(Dataset items)
[start]

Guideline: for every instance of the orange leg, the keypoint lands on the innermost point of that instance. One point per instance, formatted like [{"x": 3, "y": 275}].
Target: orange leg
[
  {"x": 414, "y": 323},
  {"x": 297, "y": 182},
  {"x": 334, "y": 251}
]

[end]

To be done | Please rewrite the records with "orange leg" replaced by "gray leg" and everything else left unchanged.

Exercise response |
Guideline: for every instance of the gray leg, the keypoint lands on the innermost point of that instance. One point per instance, formatted like [{"x": 3, "y": 275}].
Target: gray leg
[
  {"x": 414, "y": 323},
  {"x": 297, "y": 182},
  {"x": 334, "y": 251}
]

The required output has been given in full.